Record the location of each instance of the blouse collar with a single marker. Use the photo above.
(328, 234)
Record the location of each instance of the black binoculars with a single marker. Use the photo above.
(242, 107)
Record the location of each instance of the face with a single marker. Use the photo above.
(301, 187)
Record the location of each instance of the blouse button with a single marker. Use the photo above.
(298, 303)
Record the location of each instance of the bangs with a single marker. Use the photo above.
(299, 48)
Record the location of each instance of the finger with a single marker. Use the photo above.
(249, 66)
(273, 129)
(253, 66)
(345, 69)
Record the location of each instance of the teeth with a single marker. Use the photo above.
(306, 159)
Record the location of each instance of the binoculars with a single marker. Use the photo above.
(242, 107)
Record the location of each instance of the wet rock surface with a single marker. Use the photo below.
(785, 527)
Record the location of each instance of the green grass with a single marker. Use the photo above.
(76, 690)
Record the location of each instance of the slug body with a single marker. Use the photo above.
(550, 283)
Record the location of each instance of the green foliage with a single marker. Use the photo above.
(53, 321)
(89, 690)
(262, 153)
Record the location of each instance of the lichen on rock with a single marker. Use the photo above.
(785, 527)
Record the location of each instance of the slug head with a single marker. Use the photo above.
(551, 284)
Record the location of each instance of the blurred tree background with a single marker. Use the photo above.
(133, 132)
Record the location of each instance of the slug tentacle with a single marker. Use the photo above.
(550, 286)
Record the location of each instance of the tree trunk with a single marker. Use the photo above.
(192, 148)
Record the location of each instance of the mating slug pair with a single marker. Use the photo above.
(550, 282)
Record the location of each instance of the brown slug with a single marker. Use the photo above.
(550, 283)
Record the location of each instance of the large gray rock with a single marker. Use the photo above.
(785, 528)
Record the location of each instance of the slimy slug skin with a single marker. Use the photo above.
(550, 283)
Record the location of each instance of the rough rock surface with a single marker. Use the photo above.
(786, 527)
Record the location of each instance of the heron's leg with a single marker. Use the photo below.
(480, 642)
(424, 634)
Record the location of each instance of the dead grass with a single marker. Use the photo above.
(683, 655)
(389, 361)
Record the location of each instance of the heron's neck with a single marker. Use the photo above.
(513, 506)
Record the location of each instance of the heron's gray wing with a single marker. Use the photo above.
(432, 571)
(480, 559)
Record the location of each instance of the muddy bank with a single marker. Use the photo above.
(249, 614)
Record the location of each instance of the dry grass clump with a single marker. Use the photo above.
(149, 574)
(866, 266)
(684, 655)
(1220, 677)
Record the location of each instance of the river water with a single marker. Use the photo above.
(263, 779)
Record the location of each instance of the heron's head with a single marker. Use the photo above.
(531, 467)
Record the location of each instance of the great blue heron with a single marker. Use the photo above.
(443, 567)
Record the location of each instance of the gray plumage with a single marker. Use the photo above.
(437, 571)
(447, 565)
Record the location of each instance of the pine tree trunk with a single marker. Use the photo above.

* _Job_: Rescale the part of the records that opens with the line containing "Record the location of each instance of the dry" and runs through the end of the records, both ends included, repeating every line with its requests and giving only that part. Multiply each coordinate by 1.35 and round to the nearest whole number, with halves rounded up.

* _Written answer_:
Record the location of each instance of the dry grass clump with a single marker. Use the photo above.
(201, 775)
(1169, 359)
(923, 884)
(1647, 914)
Record the location of each instance of the river water with a single marker. Use the photo above.
(355, 1052)
Record the location of each instance of the heron's head with a single marker. Use the photo above.
(717, 630)
Record the location of each instance of the great blue heron with a single marker. Use the photo above.
(598, 765)
Record the location of each instance of the gray plumage with a single marker. Use the photo above.
(590, 771)
(603, 763)
Record the location of each instance of the pine tree trunk with a single marker. Use the photo above.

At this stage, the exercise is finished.